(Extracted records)
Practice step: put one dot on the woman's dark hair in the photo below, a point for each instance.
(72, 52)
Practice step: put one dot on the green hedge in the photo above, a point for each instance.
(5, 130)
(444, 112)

● Problem
Please set down each entry again, word for word.

● Task response
Practice step: put one dot on the woman's dark hair in the photo below, a point for each instance.
(72, 52)
Practice step: put one dot on the green hedge in the photo above, a point for each instance.
(5, 130)
(444, 112)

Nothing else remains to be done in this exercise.